▸ **Task details**:
Set down, character for character, everything in the book-discussion thread below from "Richard, dear, the" down to "forward to it.".

Anyway, I am awed by the amount of information you seem able to take in and remember from your non-fiction reading and finding your summaries very interesting.

#199 I've also had Who Fears Death on my wishlist for a while and from a quick amazon check it looks like it might finally be released in the UK next month - woo!

213quinaquisset
mayo 26, 2012, 11:46 am

I've loved all the Okorafors I've read so far. Her latest one seems to be the start of a YA series. A sort of Harry Potter in Africa, but with her distinct touch.

214richardderus
mayo 26, 2012, 12:17 pm

*smooch*

The more you summarize, the better my understanding of how evil the religion truly is, and that is a boon and a blessing to me.

215ronincats
mayo 27, 2012, 11:33 pm

Sarah, as long as you visit me, I shall not repine!

Lucy, it really WAS interesting--but be glad you didn't.

And Heather, as long as Heather visits me too--and Lucy, and Richard and...

Heather, I don't remember it, so I use the summaries as an external memory storage device. Sneaky, huh? But the book has to be worth it to make the effort.

QQ, thanks for speaking up! I need to read some more Okorafors, and that latest one sounds right up my alley.

Richard, dear, the early history of the Church certainly does not make pleasant reading, that's for sure.

I know what my next four reads will be--I just haven't spent any time this weekend doing any reading. Yesterday was some house cleaning and a visit to the nursery for more tomato plants and treatment for fungus, and repotting tomato plants and pottery class. Today was general gardening and yard work and cooking out back and eating on the deck and Wii bowling. But yesterday also included a stop by the library to pick up two of the following books.

So, my next books:

The Master of Heathcrest by Galen Beckett--I've actually started this and it's slow going, mostly because it's been over a year since I read the second book in the series and I've forgotten where we were. I expect it to pick up.

The Killing Moon by N. K. Jemisin--my ER book came in last week and I'm looking forward to it.

Daughter of Smoke and Bone by Laini Taylor--I put in a hold for this about 4 or 5 months ago and was about 68th in line, and it finally came in to my library branch.

Thirty-three Teeth--I also put in a hold for this second in the Dr. Siri series, but got it in about a week.

216ronincats
Editado: mayo 28, 2012, 10:06 am

And we ate our first green beans of the season today!

▸ **Extracted entries**:

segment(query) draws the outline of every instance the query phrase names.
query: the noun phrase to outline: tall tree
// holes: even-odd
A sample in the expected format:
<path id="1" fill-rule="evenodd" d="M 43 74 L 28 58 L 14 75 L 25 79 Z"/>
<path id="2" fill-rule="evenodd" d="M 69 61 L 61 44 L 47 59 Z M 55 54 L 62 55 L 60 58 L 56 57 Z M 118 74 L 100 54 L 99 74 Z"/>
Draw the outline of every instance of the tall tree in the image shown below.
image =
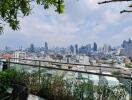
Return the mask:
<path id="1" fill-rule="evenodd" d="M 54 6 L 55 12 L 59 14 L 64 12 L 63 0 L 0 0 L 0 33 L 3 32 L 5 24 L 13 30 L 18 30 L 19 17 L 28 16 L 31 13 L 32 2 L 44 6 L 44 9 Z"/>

==

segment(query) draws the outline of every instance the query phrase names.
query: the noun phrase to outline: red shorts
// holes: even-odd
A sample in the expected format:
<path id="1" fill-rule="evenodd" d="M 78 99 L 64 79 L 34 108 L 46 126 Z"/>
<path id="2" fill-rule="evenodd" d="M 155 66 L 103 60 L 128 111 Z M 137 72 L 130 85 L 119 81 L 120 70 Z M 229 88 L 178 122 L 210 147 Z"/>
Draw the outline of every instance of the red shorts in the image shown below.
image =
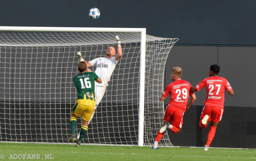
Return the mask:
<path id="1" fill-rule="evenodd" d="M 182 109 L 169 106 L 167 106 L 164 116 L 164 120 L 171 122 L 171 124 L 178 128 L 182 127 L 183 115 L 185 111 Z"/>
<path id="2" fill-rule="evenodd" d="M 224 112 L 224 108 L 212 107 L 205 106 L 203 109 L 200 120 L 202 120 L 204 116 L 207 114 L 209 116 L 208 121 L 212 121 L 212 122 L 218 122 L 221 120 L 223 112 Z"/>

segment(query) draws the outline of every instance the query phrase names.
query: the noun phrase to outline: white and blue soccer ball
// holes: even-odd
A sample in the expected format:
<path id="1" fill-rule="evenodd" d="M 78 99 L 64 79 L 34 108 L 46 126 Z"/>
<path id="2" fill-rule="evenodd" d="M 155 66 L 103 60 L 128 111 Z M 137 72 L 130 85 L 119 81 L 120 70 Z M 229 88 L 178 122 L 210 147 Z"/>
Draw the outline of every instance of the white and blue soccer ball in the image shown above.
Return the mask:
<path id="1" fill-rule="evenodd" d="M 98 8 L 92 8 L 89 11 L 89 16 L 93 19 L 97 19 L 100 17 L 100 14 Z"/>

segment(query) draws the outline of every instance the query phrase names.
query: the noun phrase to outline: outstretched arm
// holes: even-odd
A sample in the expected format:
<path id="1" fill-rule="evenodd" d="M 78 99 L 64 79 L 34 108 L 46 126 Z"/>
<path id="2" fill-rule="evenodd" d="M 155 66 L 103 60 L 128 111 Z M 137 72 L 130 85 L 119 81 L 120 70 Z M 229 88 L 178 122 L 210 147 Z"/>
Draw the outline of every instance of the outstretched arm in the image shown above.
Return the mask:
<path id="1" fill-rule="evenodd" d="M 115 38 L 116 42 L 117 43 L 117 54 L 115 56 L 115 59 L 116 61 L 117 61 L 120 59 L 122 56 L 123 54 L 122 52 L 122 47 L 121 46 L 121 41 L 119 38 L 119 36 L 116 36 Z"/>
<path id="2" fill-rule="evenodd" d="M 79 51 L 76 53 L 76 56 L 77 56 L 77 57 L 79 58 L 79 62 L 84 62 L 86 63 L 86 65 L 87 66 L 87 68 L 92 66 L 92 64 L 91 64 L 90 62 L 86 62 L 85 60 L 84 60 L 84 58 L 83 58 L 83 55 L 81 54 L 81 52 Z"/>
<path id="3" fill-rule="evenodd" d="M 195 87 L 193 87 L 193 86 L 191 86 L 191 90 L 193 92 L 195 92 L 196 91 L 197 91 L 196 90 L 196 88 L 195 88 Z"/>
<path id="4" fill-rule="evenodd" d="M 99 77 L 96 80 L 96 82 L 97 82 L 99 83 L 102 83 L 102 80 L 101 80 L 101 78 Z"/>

--

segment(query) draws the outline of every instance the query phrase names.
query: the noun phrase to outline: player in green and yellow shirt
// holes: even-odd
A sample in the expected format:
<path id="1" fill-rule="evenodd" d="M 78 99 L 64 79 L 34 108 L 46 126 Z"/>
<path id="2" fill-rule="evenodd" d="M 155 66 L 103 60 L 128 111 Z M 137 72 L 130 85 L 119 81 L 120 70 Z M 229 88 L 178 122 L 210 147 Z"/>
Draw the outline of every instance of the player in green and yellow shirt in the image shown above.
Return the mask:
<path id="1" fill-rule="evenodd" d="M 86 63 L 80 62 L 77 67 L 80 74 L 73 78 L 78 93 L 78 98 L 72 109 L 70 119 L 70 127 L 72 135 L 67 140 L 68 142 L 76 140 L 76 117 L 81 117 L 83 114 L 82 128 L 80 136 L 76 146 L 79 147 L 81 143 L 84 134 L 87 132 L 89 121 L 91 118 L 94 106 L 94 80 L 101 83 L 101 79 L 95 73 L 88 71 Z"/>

▸ **Final result**:
Richard, dear, the early history of the Church certainly does not make pleasant reading, that's for sure.

I know what my next four reads will be--I just haven't spent any time this weekend doing any reading. Yesterday was some house cleaning and a visit to the nursery for more tomato plants and treatment for fungus, and repotting tomato plants and pottery class. Today was general gardening and yard work and cooking out back and eating on the deck and Wii bowling. But yesterday also included a stop by the library to pick up two of the following books.

So, my next books:

The Master of Heathcrest by Galen Beckett--I've actually started this and it's slow going, mostly because it's been over a year since I read the second book in the series and I've forgotten where we were. I expect it to pick up.

The Killing Moon by N. K. Jemisin--my ER book came in last week and I'm looking forward to it.